Work to complete
Determine the number of lines in the data below that contain the string "area", and respond with that number alone.

=== Records to use ===

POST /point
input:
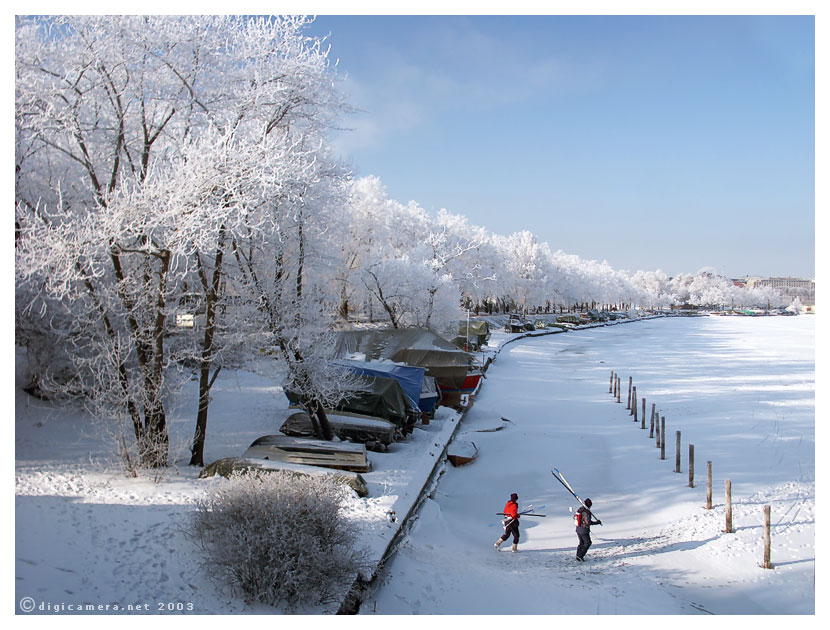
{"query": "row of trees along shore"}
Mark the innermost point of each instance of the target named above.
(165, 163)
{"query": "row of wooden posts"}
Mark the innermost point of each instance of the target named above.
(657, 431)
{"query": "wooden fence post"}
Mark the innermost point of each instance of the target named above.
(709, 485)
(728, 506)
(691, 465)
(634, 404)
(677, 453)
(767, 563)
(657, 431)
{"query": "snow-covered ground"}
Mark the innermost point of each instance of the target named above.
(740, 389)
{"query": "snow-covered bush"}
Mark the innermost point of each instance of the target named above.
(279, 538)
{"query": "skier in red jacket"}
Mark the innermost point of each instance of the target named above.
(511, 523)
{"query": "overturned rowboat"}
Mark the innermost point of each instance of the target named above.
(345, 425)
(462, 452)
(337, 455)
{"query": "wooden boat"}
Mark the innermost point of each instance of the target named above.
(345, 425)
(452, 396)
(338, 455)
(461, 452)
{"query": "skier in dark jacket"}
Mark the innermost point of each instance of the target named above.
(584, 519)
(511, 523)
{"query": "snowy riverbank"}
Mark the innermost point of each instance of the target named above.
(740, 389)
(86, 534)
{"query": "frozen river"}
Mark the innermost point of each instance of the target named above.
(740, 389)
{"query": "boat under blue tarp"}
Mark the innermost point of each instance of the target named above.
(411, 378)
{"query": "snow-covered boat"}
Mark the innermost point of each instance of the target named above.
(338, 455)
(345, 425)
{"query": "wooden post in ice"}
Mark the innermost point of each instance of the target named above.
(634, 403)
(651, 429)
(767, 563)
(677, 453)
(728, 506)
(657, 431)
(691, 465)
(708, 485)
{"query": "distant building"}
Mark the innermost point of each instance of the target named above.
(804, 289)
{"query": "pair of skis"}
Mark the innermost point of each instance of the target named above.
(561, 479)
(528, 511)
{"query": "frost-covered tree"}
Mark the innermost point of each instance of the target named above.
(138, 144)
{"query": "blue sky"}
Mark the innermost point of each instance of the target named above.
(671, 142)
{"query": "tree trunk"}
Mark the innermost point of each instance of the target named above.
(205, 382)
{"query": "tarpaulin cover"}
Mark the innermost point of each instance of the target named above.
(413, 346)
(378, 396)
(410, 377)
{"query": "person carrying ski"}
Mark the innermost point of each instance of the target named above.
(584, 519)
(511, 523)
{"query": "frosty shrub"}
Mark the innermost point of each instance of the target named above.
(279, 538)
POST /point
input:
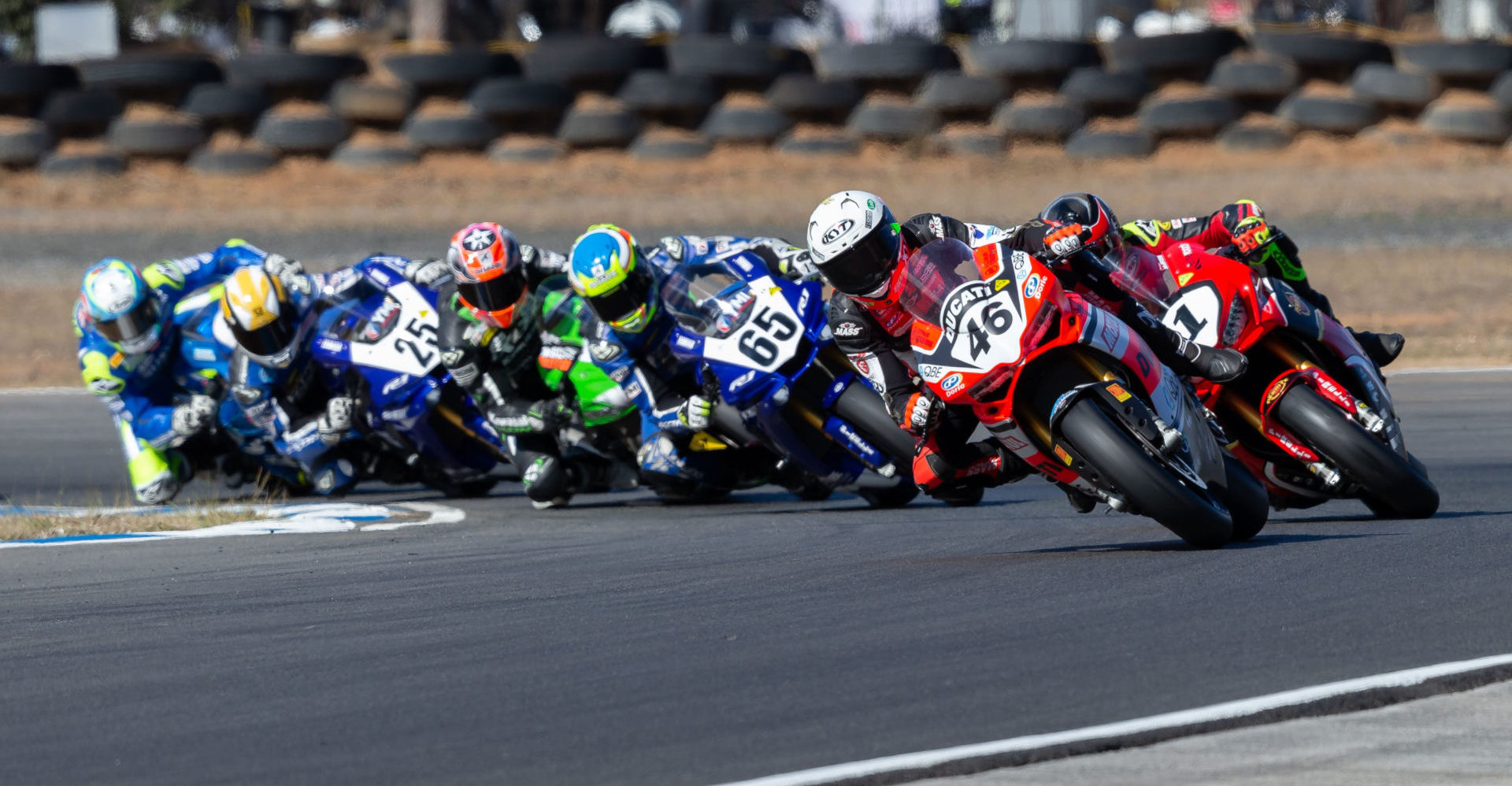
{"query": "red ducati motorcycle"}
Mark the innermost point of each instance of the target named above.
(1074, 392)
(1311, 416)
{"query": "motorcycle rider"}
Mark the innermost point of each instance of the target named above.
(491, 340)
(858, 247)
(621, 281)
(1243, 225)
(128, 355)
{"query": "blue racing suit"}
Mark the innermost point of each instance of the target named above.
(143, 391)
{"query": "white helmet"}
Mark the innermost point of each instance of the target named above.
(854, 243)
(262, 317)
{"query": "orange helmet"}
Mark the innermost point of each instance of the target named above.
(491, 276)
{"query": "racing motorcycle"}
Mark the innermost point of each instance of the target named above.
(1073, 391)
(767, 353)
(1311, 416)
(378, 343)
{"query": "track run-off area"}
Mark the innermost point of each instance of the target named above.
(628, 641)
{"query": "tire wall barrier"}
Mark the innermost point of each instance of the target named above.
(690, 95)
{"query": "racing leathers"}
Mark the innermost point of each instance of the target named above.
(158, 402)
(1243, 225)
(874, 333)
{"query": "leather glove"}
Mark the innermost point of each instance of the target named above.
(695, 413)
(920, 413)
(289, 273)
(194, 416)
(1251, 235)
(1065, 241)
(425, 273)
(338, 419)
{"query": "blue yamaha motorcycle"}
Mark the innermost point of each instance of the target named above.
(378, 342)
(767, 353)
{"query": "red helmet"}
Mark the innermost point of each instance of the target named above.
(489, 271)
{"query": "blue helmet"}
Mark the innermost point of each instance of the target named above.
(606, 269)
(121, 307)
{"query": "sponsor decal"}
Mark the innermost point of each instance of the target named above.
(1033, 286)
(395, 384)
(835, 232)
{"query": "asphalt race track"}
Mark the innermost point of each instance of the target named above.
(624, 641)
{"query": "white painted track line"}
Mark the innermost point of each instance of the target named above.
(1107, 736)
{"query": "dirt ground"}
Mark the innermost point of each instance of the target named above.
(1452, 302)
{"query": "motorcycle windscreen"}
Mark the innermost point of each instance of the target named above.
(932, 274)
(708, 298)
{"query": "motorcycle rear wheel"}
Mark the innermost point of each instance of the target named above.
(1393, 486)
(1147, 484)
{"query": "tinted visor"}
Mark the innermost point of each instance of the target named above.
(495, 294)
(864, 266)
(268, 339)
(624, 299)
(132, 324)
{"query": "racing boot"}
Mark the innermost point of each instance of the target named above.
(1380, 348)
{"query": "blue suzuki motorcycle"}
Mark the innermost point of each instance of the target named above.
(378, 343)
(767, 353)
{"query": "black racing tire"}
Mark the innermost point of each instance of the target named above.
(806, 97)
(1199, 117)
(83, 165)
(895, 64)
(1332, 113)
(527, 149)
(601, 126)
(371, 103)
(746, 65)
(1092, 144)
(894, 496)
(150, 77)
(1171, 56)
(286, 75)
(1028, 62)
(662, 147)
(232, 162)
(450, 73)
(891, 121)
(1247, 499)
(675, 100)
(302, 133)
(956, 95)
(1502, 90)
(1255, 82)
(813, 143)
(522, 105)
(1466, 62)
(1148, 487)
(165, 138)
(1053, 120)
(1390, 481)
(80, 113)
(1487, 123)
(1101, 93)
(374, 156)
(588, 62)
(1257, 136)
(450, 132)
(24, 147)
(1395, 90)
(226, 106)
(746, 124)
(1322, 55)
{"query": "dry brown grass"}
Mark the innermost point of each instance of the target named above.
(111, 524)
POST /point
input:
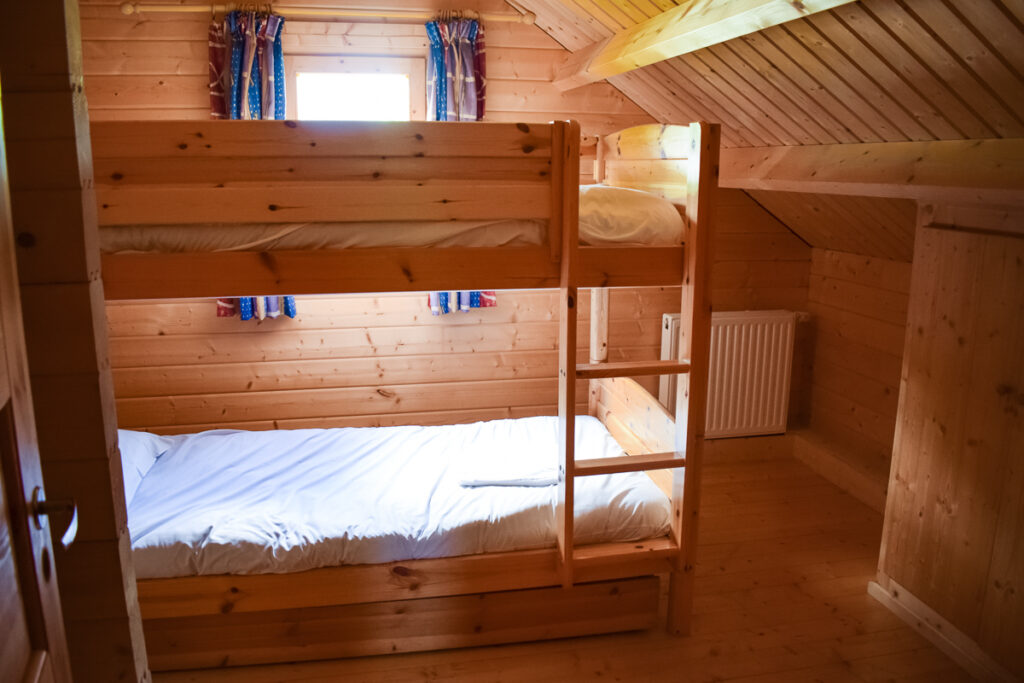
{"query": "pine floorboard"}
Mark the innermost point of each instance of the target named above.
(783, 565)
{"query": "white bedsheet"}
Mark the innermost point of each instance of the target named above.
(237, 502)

===
=== Records to use ===

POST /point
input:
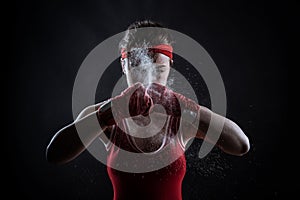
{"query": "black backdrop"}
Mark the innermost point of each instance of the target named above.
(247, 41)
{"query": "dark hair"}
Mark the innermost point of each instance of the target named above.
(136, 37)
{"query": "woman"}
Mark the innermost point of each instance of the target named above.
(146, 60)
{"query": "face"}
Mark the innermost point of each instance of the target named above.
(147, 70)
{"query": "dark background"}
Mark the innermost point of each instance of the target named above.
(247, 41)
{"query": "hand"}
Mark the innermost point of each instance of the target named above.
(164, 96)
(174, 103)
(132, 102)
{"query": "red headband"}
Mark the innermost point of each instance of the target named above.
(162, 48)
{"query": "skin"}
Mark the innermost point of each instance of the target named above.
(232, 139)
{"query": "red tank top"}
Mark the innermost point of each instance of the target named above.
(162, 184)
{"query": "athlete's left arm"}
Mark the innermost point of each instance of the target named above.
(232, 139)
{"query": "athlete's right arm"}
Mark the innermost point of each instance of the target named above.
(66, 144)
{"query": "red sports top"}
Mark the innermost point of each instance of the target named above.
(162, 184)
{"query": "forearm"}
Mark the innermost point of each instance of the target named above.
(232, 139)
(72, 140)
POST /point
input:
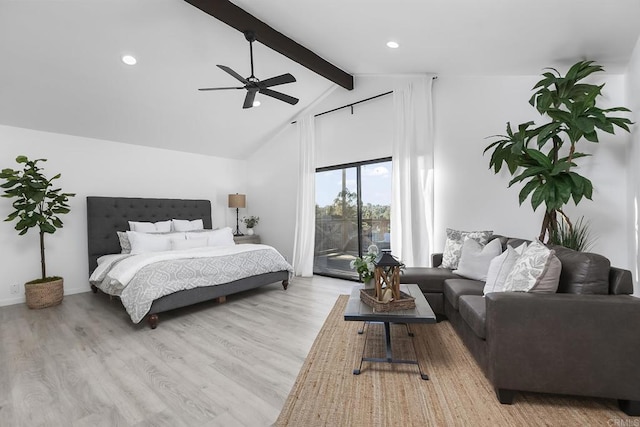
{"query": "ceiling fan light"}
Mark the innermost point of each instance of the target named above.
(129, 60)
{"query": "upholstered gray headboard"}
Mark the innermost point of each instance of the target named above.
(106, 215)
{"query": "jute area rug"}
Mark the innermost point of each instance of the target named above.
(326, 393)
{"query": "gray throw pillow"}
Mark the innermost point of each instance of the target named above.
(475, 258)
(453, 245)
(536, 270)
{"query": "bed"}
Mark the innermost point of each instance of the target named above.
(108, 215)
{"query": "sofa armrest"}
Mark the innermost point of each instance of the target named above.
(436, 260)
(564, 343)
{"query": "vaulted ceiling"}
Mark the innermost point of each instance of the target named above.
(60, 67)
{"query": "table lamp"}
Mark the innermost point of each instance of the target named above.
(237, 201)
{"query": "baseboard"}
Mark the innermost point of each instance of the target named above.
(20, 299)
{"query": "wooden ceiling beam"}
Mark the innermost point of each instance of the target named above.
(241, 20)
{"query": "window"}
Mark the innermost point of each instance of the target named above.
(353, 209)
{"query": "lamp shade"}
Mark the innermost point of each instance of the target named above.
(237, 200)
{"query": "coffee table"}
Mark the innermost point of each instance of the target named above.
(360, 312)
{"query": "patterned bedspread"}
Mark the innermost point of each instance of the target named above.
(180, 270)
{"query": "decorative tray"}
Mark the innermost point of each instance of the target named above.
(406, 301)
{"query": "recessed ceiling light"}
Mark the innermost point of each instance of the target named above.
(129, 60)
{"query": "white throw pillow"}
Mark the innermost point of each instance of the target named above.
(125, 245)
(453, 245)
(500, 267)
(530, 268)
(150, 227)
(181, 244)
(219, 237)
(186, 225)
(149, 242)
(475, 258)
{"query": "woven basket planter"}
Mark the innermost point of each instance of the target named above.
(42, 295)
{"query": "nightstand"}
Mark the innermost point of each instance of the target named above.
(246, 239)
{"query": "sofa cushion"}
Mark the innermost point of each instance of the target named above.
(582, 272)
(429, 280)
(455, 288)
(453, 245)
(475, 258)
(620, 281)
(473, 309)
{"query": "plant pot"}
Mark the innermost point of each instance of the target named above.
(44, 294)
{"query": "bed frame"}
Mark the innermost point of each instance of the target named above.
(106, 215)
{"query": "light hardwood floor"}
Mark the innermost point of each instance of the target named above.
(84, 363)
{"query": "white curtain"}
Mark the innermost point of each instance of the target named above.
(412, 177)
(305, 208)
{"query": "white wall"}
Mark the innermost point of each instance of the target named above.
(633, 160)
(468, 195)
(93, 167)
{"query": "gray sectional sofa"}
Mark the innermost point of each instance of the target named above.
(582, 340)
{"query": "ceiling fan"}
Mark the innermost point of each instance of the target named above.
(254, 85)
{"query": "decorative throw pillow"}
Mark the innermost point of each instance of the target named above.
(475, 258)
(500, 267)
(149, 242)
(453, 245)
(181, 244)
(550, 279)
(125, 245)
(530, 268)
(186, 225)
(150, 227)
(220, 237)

===

Solution for this task
2